Required action: Write out again only the lines running from the one that contains "Target: blurred tree trunk" to the end of the records below, including both the first and the last.

==== Data for the task ====

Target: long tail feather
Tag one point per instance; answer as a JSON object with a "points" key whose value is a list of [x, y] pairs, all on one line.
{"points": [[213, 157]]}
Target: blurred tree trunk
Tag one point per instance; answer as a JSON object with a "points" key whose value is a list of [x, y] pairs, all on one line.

====

Response to the exercise:
Target: blurred tree trunk
Tag one point per instance; answer as a JSON object with a "points" key whose value is a list of [x, y] pairs, all on one line.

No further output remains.